#### Directions
Print the data exactly, leaving nothing out.

---------- Extracted data

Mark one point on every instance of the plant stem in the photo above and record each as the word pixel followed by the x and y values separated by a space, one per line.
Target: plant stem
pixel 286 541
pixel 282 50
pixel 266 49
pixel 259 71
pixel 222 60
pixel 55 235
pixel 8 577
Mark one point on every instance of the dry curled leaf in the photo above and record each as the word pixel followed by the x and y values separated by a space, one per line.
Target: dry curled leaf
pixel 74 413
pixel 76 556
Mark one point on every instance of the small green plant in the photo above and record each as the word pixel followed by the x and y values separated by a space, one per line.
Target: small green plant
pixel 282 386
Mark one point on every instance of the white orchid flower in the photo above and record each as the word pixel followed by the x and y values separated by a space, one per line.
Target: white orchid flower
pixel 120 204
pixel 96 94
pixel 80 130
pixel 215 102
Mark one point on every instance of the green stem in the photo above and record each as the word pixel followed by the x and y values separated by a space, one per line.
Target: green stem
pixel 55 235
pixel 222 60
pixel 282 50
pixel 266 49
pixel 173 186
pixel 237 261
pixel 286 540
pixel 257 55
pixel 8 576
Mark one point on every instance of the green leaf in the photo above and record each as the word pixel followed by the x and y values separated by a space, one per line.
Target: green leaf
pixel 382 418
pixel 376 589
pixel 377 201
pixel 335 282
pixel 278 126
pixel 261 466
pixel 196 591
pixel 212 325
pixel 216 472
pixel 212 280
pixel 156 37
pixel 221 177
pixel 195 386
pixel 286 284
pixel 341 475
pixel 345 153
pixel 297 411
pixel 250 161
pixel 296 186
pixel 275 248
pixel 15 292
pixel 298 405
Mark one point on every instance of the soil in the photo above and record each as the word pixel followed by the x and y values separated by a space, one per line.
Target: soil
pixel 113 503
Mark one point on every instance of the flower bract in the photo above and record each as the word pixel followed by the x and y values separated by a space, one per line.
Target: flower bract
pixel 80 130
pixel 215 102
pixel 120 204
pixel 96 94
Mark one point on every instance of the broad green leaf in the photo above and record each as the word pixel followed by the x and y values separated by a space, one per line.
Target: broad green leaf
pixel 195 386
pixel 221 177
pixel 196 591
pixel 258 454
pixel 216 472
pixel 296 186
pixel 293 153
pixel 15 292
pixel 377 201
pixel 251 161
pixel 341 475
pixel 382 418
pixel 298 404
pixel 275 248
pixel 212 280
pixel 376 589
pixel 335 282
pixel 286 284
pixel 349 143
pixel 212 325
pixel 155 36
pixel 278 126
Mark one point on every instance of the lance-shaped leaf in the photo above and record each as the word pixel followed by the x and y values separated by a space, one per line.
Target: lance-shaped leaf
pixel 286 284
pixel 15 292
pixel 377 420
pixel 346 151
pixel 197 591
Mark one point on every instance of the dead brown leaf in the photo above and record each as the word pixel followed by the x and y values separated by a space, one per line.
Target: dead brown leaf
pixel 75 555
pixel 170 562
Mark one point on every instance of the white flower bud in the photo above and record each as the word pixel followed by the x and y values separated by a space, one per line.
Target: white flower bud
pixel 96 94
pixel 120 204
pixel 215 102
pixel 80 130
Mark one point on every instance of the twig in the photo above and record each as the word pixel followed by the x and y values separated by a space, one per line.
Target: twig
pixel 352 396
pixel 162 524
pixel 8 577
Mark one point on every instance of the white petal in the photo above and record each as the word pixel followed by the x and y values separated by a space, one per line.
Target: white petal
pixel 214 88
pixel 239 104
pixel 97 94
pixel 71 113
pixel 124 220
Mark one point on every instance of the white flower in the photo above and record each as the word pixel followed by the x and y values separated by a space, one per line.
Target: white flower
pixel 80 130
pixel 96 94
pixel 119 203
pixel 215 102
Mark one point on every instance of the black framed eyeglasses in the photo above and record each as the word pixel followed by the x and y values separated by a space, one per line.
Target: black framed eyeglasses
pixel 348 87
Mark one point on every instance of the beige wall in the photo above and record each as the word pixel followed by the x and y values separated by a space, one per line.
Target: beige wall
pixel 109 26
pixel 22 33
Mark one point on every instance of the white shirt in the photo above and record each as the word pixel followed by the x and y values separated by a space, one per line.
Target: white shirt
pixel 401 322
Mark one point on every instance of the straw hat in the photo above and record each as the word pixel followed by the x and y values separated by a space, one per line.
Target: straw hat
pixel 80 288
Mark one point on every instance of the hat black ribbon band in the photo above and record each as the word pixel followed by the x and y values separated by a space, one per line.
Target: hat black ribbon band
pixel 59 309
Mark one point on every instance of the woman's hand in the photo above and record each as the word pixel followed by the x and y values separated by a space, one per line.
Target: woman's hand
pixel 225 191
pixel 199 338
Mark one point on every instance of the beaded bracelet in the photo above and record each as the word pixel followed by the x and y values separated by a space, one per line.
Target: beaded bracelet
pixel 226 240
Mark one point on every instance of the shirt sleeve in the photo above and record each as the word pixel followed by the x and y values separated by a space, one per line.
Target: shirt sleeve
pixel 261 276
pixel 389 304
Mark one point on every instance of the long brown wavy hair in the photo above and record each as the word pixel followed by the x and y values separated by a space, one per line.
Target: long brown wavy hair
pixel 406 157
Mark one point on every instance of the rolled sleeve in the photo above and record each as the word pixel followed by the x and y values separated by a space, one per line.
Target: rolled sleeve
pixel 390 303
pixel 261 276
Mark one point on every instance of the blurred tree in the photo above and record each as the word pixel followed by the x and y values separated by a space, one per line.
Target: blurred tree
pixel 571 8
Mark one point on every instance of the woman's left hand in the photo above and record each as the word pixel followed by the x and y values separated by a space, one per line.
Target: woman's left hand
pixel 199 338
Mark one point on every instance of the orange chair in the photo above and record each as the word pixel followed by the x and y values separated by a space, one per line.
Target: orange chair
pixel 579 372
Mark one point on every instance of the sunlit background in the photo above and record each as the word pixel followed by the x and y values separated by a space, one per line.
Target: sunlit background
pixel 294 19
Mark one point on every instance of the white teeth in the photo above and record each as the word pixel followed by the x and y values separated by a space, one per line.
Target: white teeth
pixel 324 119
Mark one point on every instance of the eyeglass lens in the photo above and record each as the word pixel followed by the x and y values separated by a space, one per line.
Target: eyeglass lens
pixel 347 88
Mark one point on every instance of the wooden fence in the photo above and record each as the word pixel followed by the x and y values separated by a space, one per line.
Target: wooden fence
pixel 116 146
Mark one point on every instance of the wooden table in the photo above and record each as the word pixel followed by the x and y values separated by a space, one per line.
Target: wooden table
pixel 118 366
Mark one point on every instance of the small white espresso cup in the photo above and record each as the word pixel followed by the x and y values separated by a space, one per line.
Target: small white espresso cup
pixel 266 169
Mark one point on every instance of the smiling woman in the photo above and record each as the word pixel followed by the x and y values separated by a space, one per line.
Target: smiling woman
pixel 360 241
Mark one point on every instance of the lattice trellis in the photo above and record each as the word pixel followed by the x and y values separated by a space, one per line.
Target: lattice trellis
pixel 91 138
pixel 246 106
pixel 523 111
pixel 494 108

--------------------

#### Output
Mark one point on every instance of the plant stem in the photo above and record each as the word pixel followed by the x and y values separated by a space, one per line.
Target: plant stem
pixel 286 541
pixel 282 50
pixel 266 49
pixel 259 71
pixel 222 60
pixel 55 235
pixel 8 577
Mark one point on every instance of the dry curled leaf in the photo above and record each as the word pixel followed by the x and y values separated by a space, one per line.
Target: dry curled leaf
pixel 74 413
pixel 76 556
Mark one point on every instance of the small green plant in the photo above and record each as the word pixel followed by the x and y values separated by a space, one per line.
Target: small green plant
pixel 282 386
Mark one point on every instance of the white orchid flower in the photo above and record each as the word pixel followed by the x and y values separated by a space, one per line.
Target: white orchid flower
pixel 120 204
pixel 96 94
pixel 80 130
pixel 215 102
Mark one point on every instance of the green stem in the photo above and record each as the word pixel followed by the x and y values separated by a space, one per line.
Target: green stem
pixel 55 235
pixel 222 60
pixel 282 50
pixel 266 49
pixel 173 186
pixel 237 261
pixel 286 540
pixel 257 55
pixel 8 576
Mark one point on every instance of the green leaf in the photo above and record each as the word pixel followed by the x and y values separated by a space, one per line.
Target: green leaf
pixel 382 418
pixel 376 589
pixel 377 201
pixel 335 282
pixel 278 126
pixel 261 466
pixel 196 591
pixel 212 325
pixel 216 472
pixel 212 280
pixel 156 37
pixel 221 177
pixel 195 386
pixel 286 284
pixel 341 475
pixel 345 153
pixel 297 411
pixel 250 161
pixel 296 186
pixel 275 248
pixel 15 292
pixel 298 405
Mark one point on every instance of the soil in the photo above and record each as the word pixel followed by the x and y values separated by a space, one per line.
Target: soil
pixel 113 503
Mark one point on every instance of the flower bract in the photo above and record each as the word pixel followed by the x and y values separated by a space, one per line.
Target: flower bract
pixel 80 130
pixel 215 102
pixel 120 204
pixel 96 94
Mark one point on every instance of the broad green leaf in the photo above and record each as the word pixel followed by the x and y values separated by a space, one per line.
Target: broad green leaf
pixel 195 386
pixel 221 177
pixel 196 591
pixel 258 454
pixel 216 472
pixel 296 186
pixel 293 153
pixel 15 292
pixel 377 201
pixel 251 161
pixel 341 475
pixel 382 418
pixel 298 404
pixel 275 248
pixel 212 280
pixel 376 589
pixel 335 282
pixel 286 284
pixel 349 143
pixel 212 325
pixel 155 36
pixel 278 126
Mark one point on every instance of the lance-shaped leaf in the photo above and record each as the word pixel followed by the x and y values separated by a space, one per line.
Target: lance-shaped leaf
pixel 286 284
pixel 15 292
pixel 377 420
pixel 346 151
pixel 197 591
Mark one point on every instance of the dead brown leaf in the photo above and record each as the word pixel followed by the x and y values separated by a space, one per line.
Target: dead brown leaf
pixel 75 555
pixel 170 562
Mark one point on every instance of the white flower bud in the photo above and record each as the word pixel followed by the x and y values separated by a space, one per line.
Target: white flower bud
pixel 96 94
pixel 120 204
pixel 215 102
pixel 80 130
Mark one point on every instance of the twig in the photo above and record each as the word pixel followed by the x and y values separated by a space, one per line.
Target: twig
pixel 352 396
pixel 162 524
pixel 8 577
Mark one point on every instance of the white petal in the photo above and record each as the word pixel followed by the x and y values separated by a space, one per line.
Target: white petal
pixel 214 88
pixel 239 104
pixel 97 94
pixel 71 113
pixel 124 220
Mark one point on every instance of the white flower in the photo above and record each as the word pixel followed by the x and y values separated by a space, one per line.
Target: white flower
pixel 80 130
pixel 96 94
pixel 119 203
pixel 215 102
Mark one point on every instance of the black framed eyeglasses in the photo above and record each as the word pixel followed by the x and y values separated by a space, one per line.
Target: black framed eyeglasses
pixel 348 87
Mark one point on every instance of the beige wall in the photo above and record each as the word pixel followed by the x and y values separated by a space, one per line.
Target: beige wall
pixel 109 26
pixel 22 33
Mark one point on every instance of the white shirt in the photo above and record each as the word pixel followed by the x and y values separated by a space, one per line.
Target: white shirt
pixel 401 322
Mark one point on every instance of the straw hat in the photo above and record each as the word pixel followed by the x and y values separated by a space, one per line.
Target: straw hat
pixel 80 288
Mark one point on every instance of the hat black ribbon band in the photo above and record each as the word pixel followed by the x and y values separated by a space, one per line.
Target: hat black ribbon band
pixel 59 309
Mark one point on every instance of the woman's hand in the photo above and record each as the word pixel followed by the x and y values separated by a space, one per line.
Target: woman's hand
pixel 225 191
pixel 199 338
Mark one point on every instance of the beaded bracelet in the photo above and record each as the word pixel followed by the x and y values separated by a space, one per line.
Target: beaded bracelet
pixel 226 240
Mark one point on every instance of the shirt sleeve in the photo above and record each as the word pixel followed by the x and y values separated by a space, one per line.
Target: shirt sleeve
pixel 261 276
pixel 389 304
Mark one point on every instance of the long brown wavy hair in the photo above and record each as the word pixel followed by the x and y values separated by a space, one per line.
Target: long brown wavy hair
pixel 406 157
Mark one point on every instance of the rolled sleeve in the photo above and record each as the word pixel followed by the x and y values separated by a space, one per line.
Target: rolled sleeve
pixel 390 303
pixel 261 276
Mark one point on every instance of the blurred tree in the photo above and record each as the word pixel followed by the x and y values separated by a space, one per line.
Target: blurred tree
pixel 571 8
Mark one point on every instance of the woman's left hand in the photo above and record each as the word pixel followed by the x and y values separated by a space, one per line.
Target: woman's left hand
pixel 199 338
Mark one point on every instance of the orange chair in the photo above and record each as the word pixel followed by the x and y values separated by a space, one per line.
Target: orange chair
pixel 579 372
Mark one point on every instance of the sunlit background in the photo above and record each as the word pixel followed by the x and y values separated by a space, one per line.
Target: sunlit background
pixel 294 19
Mark one point on every instance of the white teeth in the photo above and record each as the word pixel followed by the x and y values separated by a space, one per line.
Target: white teeth
pixel 324 119
Mark one point on every instance of the eyeglass lens in the photo above and record each as the word pixel followed by the x and y values separated by a space, one per line.
Target: eyeglass lens
pixel 347 88
Mark one point on every instance of the wooden fence in the photo above and record each as the word pixel followed by the x and y values separated by a space, one per line.
Target: wooden fence
pixel 116 146
Mark one point on every instance of the wooden table in the photo above and record each as the word pixel followed by the x and y values separated by a space, one per line.
Target: wooden table
pixel 118 366
Mark one point on every instance of the small white espresso cup in the photo above and record each as the word pixel followed by the x and y values separated by a space, one per line.
Target: small white espresso cup
pixel 266 169
Mark one point on every instance of the smiling woman in the photo above and record each as the word pixel followed by the x and y values separated by a space, one per line.
Target: smiling woman
pixel 360 241
Mark one point on every instance of the lattice trellis in the photo above and record each as the word pixel followed by the x and y values separated by a space, one per line.
Target: lattice trellis
pixel 91 138
pixel 246 106
pixel 523 111
pixel 494 108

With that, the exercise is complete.